[BEGIN]

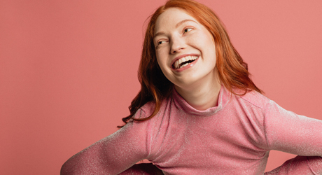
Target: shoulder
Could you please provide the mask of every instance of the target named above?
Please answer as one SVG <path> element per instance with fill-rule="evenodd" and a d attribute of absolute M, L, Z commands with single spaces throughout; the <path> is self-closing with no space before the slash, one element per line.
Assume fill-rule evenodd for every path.
<path fill-rule="evenodd" d="M 168 106 L 170 101 L 171 101 L 171 97 L 168 99 L 165 99 L 162 102 L 161 102 L 160 106 L 158 113 L 152 118 L 155 118 L 156 116 L 160 115 L 159 114 L 164 111 L 164 109 L 167 107 L 167 106 Z M 156 104 L 154 102 L 147 102 L 136 111 L 136 114 L 134 115 L 134 118 L 148 118 L 153 113 L 155 109 L 155 106 L 156 106 Z"/>
<path fill-rule="evenodd" d="M 236 92 L 239 92 L 238 90 Z M 249 105 L 265 109 L 271 100 L 255 90 L 247 92 L 244 95 L 235 95 L 237 100 L 248 104 Z"/>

[END]

** Exercise aim **
Switch "instance" to "object" throughout the material above and write it out again with everything else unchanged. Leave out the picture.

** Written response **
Target: shoulder
Could you please provide the mask of every object of the target named above?
Please answer as one SVG <path> element per object with fill-rule="evenodd" and a d attribute of absolute M, L, Z commands with single spaces throughout; the <path> is self-closing with no space before the slash, one element per line.
Assume fill-rule evenodd for every path.
<path fill-rule="evenodd" d="M 168 106 L 170 101 L 171 101 L 171 97 L 168 99 L 165 99 L 162 102 L 161 102 L 160 106 L 158 113 L 152 118 L 155 118 L 156 116 L 160 115 L 159 114 L 164 111 L 164 109 L 167 107 L 167 106 Z M 156 104 L 154 102 L 147 102 L 136 111 L 136 114 L 134 115 L 134 118 L 148 118 L 153 113 L 155 109 L 155 106 L 156 106 Z"/>
<path fill-rule="evenodd" d="M 236 92 L 239 92 L 238 90 Z M 249 105 L 265 109 L 271 100 L 255 90 L 247 92 L 244 95 L 235 95 L 237 100 L 248 104 Z"/>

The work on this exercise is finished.